**Requirements**
Quote the lines starting with the line containing "Target = overhead power line" and going on through the line containing "x=230 y=148", and leave the pictures out of your answer.

+-------+

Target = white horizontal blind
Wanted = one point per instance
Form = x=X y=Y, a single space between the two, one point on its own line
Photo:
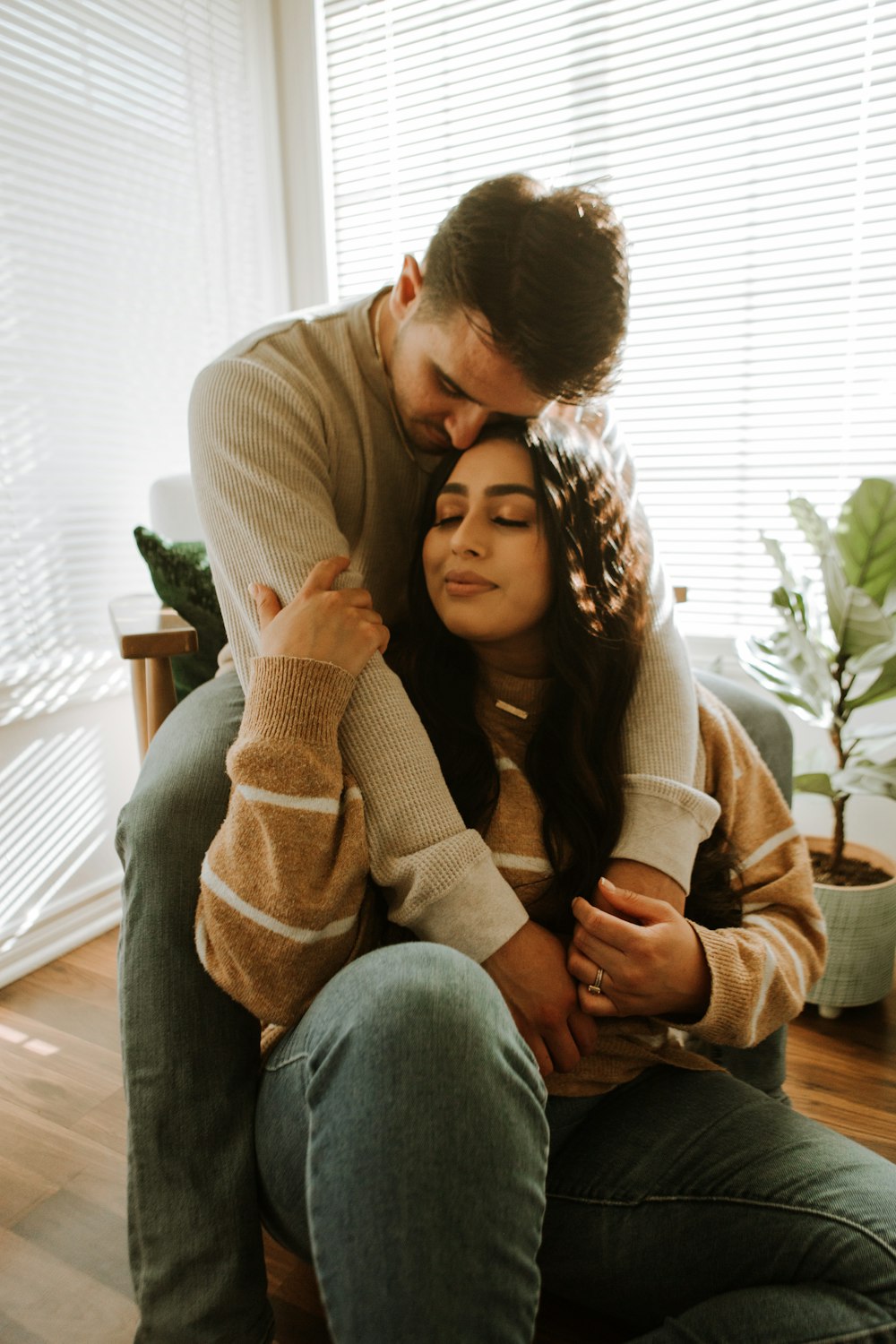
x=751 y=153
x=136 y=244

+-------+

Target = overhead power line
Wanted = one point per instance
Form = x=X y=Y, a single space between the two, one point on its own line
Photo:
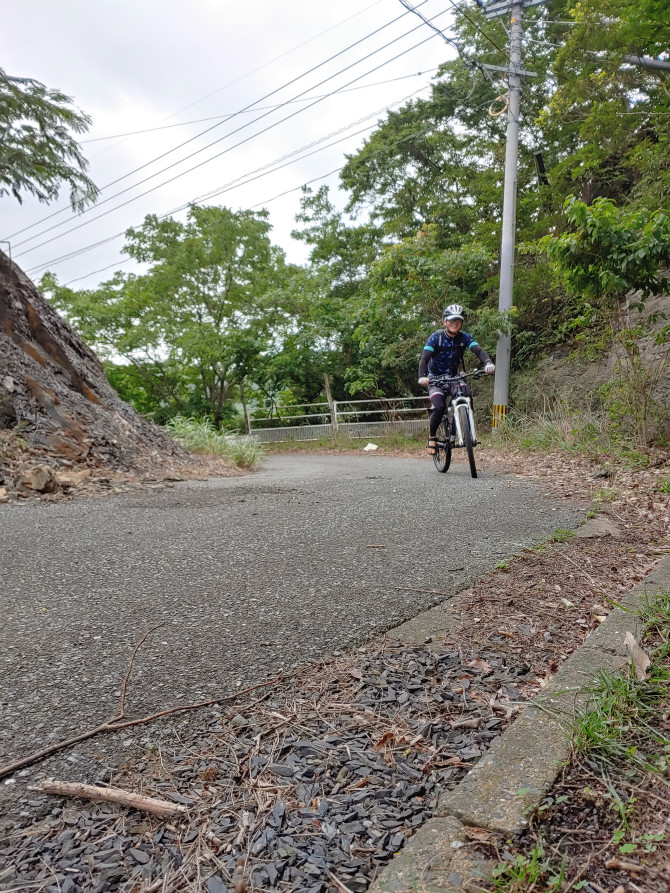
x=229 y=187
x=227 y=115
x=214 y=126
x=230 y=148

+-------+

**Written solution**
Target = overhead power line
Wanted = one point per instance
Form = x=X y=Y, a single space between the two, one point on its own line
Photo:
x=229 y=187
x=227 y=115
x=214 y=126
x=230 y=148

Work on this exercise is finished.